Excerpted text:

+===+

Robotics and automation are well placed to help Australia’s infrastructure industry overcome future challenges, as foreshadowed in Australia’s first Robotics Roadmap, pioneered by the world-leading Australian Centre for Robotic Vision.

The sector is experiencing some real and pressing challenges. Among these are an expected 50 per cent population spike over the next three decades alongside an aging population; increasingly expensive housing and shortage of social housing; urban sprawl; heightened congestion; changing climate; and security risks.

The good news is that robotic technology – dependent, of course, on the swift development of a national investment strategy – can provide a cost-effective and safe means to build, manage, maintain and decommission infrastructure, especially in remote areas.

Automation is predicted to deliver Australia a $2.2 trillion dividend over the next 15 years if businesses, including those in the infrastructure industry, accelerate their uptake of new technologies such as robotics.

Released on 18 June 2018, the Robotics Roadmap is critical to unlocking Australia’s potential – building national wealth, well-being and sustainability – in the face of the nation’s current ranking of 18th for global automation by the International Federation of Robotics.

Australia has a talented pool of robotics leaders and researchers. The opportunity is ripe to take a collaborative, multi-sector approach to education, funding and legislation to benefit industries and lead the way in the development of robotic technology that can solve real global challenges.

Reducing risk in heavy lifting

Vision systems on heavy machinery can help to protect nearby workers.

In the infrastructure industry, the sheer scale of projects means that even a small improvement in efficiency can lead to substantial cost savings. What’s more, the automation of heavy machinery has the potential to bolster not only efficiency but also safety in construction operations involving complex tasks in a range of unstructured environments.

That said, despite a strong safety culture, the industry remains dogged by risk, mirrored in 401 construction site fatalities in the 10 years prior to 2013, and an estimated 35 Australian construction workers seriously injured every day.

Robotic technologies have the potential to reduce injury and fatality rates, while increasing productivity in harsh, geographically large and perpetually changing environments.

Construction sites are busy places. Many contractors work in close proximity to heavy vehicles and where heavy lifting occurs. In this environment, consultation, cooperation and coordination are essential to ensure the health and safety of everyone on-site.

Typical robot technologies, such as motion control, navigation and computer vision, are increasingly integrated in previously manned heavy lifting platforms such as cranes.

Advances in technology will see robotics tackling increasingly complex physical and cognitive tasks. There will also be a strong industry need for regulation technology (RegTech), robotic and vision systems that can be deployed to monitor and enforce worker safety, and identify and ameliorate potential hazards.

+===+

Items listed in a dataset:
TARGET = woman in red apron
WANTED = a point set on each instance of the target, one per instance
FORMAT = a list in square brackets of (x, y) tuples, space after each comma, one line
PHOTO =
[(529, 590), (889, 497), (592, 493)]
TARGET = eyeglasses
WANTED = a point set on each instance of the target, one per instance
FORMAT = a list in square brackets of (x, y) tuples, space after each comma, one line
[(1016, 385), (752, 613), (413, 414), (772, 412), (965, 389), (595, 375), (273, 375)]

+===+

Set tasks:
- a) In the article on robotics in Australia's infrastructure industry, where does Australia rank for global automation according to the International Federation of Robotics?
- b) Summarize the article on robotics in Australia's infrastructure industry in two sentences.
- c) Write the next paragraph of the article on robotics in Australia's infrastructure industry, following on from its last sentence.

Response list:
- a) Australia ranks 18th for global automation.

- b) Australia's first Robotics Roadmap, released on 18 June 2018, argues that robotics and automation can help the infrastructure industry meet challenges such as population growth, congestion and climate change, and that faster uptake could bring a $2.2 trillion dividend over 15 years. In construction, where hundreds of workers have died and many are injured daily, robotic and vision systems on heavy machinery such as cranes can improve both efficiency and worker safety.

- c)
A Robotics Roadmap for Australia was launched in Canberra on 18 June

Filling the skilled worker gap

Robotics and automation can help remedy ongoing skills shortages in the infrastructure industry; a hangover of jobs vacated by an aging workforce and reluctance among younger generations to pursue traditional occupations.

Ironically, 40 years ago, robots were viewed as the solution to labour shortages in construction. In reality, the diffusion of such technology has been low.

Unlike the manufacturing sector, infrastructure projects are often unstructured, cluttered, variable and congested, making them difficult environments for robots to operate in.

The advent of new technologies allowing customisation, rapid take up of additive manufacturing processes, networked manufacturing equipment and increasing data integration, means that robotics is beginning to be adopted in infrastructure.

Typical processes that can be automated include materials handling, materials shaping (cutting, breaking, compacting, bricklaying, machining) and structural design. Furthermore, robotics is increasingly seen as an enabler for architectural design, allowing custom, one-of-a-kind, sometimes additive buildup of complex structures.

Robotics in inspection and maintenance

Despite the decline in resource-related construction, a large number of major infrastructure projects have still been committed to, or are under construction in areas where the resources sector dominates, such as northern Australia.

Due to their remote location, these projects present unique challenges in transport of materials, supply of labour and communications. All areas in which robotic technologies can play a vital role.

There is also tremendous potential for application of these technologies in the inspection and maintenance of Australia’s extensive network of existing infrastructure, covering on/above ground structures, below ground structures and underwater structures.

On/above ground structures

Infrastructure like buildings, roads, bridges, power/communication towers, wind turbine blades, solar power assets and ports can be inspected cost effectively using unmanned aerial vehicles (UAVs) and remotely operated aircraft systems with a suite of sensors including cameras.

Brisbane company UAP is using robots to help create complex building facades. Photo credit: UAP

These platforms are increasingly becoming robust, stable and efficient; showing extended longevity with inherent larger payload handling capacities.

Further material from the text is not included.